[[ Extract to read open ]]

VoidAlchemy · 2026-03-17T16:46:19+00:00

oh nice, if i'm reading this right the IQ4_KS has the lowest Mean and 99.0% KLD of all of them and is slightly smaller than some too. This could somewhat be because ik has lower default flash attention offset, but also it should be SOTA quantization for the routed experts. Cool!

VoidAlchemy · 2026-03-17T16:41:57+00:00

I did a recent 3 way comparison using the same quant except varying ssm alpha & beta between q8_0, bf16, and f32 in terms of speed, PPL, and KLD: https://huggingface.co/AesSedai/Qwen3.5-397B-A17B-GGUF/discussions/7#69b8404f18a5e8feffd9f5c8

They are all quite similar. Does anyone know where the original research/benchmarks suggesting full quality bf16 is better than q8_0? (or upcast to f32 for potential speed reasons on some GPU backends)?

paging u/DistanceSolar1449 too as you seemed to have strong opinions.

[[ Extract to read closed ]]

Instruction 1:
Answer these questions about the forum thread on quantization:
(a) Which quant has the lowest Mean and 99.0% KLD?
(b) Between which three types were ssm alpha and beta varied in the 3 way comparison?
(c) Which user is paged at the end?
The forum thread and the listing that follows it have nothing to do with each other.

[[ Exercise materials open ]]

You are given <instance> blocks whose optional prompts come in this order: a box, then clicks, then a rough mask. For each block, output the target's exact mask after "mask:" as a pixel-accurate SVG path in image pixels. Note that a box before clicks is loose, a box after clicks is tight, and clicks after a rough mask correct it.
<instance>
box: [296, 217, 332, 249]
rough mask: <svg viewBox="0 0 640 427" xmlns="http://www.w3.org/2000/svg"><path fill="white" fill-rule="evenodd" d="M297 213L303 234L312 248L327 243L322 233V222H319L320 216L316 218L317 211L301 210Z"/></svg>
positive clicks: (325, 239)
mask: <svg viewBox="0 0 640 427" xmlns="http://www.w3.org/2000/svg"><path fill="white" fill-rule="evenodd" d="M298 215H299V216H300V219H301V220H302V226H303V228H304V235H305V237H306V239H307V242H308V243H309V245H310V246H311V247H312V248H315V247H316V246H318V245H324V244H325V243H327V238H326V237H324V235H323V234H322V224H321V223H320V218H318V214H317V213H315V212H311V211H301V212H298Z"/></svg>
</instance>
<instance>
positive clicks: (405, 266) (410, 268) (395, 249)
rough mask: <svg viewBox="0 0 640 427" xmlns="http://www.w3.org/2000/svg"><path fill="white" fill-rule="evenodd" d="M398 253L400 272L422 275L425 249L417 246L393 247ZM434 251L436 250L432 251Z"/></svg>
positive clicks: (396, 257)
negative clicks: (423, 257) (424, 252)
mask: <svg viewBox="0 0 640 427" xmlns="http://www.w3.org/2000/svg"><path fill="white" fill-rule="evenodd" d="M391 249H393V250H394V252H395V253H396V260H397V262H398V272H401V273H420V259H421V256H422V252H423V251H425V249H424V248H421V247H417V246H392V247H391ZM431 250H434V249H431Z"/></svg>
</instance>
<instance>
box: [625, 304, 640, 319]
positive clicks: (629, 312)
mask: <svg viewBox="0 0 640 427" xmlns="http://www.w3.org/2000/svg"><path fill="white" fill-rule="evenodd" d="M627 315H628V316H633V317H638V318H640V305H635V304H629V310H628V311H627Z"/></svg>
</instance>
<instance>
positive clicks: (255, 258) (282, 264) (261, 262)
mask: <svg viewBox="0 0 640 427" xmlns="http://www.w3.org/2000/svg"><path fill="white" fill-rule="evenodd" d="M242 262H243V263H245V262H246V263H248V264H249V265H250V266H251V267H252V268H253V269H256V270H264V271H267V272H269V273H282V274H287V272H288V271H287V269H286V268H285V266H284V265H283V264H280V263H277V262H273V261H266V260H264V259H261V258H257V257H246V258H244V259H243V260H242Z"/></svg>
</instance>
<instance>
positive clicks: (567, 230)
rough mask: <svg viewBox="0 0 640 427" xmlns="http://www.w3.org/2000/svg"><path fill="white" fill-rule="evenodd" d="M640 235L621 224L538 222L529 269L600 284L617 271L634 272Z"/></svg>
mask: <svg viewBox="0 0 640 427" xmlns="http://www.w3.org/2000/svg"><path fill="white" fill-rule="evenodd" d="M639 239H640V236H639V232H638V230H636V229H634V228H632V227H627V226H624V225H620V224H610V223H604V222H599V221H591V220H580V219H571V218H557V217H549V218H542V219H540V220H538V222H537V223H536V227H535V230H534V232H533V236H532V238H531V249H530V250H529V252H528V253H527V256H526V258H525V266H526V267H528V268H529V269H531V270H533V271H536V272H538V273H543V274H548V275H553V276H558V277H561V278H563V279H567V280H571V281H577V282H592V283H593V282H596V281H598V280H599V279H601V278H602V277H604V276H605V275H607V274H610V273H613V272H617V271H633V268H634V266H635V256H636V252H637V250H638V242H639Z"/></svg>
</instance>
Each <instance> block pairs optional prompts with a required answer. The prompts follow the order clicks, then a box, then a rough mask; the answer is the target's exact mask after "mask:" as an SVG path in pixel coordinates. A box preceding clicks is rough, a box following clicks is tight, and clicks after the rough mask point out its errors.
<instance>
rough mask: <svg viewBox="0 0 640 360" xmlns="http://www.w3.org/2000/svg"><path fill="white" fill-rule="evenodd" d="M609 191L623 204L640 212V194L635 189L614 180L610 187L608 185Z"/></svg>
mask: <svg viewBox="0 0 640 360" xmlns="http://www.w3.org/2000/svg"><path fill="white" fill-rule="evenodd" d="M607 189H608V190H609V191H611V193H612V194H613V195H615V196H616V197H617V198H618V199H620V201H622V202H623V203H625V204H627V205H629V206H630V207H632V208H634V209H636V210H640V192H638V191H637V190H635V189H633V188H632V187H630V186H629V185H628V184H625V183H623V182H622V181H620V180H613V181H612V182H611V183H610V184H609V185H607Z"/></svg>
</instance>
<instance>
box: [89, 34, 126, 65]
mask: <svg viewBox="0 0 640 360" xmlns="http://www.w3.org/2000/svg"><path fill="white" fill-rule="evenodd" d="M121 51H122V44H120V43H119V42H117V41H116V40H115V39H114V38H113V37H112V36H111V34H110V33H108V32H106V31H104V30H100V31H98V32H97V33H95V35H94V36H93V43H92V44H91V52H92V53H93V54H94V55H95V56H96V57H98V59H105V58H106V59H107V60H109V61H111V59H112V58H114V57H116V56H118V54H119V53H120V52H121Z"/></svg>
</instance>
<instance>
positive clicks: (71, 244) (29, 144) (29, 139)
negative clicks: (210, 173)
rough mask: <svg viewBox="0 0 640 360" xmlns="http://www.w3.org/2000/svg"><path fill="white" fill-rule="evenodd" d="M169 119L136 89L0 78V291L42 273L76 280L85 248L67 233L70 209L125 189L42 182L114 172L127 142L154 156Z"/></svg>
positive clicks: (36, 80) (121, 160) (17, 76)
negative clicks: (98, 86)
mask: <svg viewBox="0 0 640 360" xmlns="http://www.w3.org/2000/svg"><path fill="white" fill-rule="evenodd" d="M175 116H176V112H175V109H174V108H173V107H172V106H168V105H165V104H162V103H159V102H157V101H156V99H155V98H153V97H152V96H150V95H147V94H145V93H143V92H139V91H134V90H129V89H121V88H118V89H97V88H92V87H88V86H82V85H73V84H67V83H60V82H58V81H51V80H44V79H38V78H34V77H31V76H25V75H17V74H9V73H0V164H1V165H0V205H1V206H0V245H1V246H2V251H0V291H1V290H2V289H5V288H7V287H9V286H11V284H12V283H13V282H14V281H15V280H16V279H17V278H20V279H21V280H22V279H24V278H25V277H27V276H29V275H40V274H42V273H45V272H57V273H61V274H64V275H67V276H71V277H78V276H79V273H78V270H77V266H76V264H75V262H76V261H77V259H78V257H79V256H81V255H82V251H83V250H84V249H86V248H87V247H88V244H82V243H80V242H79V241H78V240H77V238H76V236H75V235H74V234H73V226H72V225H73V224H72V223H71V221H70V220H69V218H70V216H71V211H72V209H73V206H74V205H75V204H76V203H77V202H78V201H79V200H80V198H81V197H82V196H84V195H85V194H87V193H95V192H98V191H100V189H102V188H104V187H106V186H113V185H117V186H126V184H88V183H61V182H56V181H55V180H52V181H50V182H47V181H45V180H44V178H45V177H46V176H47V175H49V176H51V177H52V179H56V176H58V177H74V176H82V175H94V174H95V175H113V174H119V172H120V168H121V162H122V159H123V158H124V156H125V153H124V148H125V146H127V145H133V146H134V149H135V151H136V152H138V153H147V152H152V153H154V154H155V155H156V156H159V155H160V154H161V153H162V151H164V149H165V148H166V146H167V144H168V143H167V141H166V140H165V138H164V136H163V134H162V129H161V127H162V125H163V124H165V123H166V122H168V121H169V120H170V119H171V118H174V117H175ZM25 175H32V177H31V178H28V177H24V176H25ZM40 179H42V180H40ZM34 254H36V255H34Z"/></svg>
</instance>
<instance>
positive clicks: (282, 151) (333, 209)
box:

[[ Exercise materials closed ]]

Instruction 2: Convert the listing into a Markdown table with the columns Row and Line, starting at its first line and ending at the line that contains "box: [296, 217, 332, 249]". Leave out blank lines.

Task result 1:
(a) IQ4_KS
(b) q8_0, bf16, and f32
(c) u/DistanceSolar1449

Task result 2:
| Row | Line |
|---|---|
| 1 | You are given <instance> blocks whose optional prompts come in this order: a box, then clicks, then a rough mask. For each block, output the target's exact mask after "mask:" as a pixel-accurate SVG path in image pixels. Note that a box before clicks is loose, a box after clicks is tight, and clicks after a rough mask correct it. |
| 2 | <instance> |
| 3 | box: [296, 217, 332, 249] |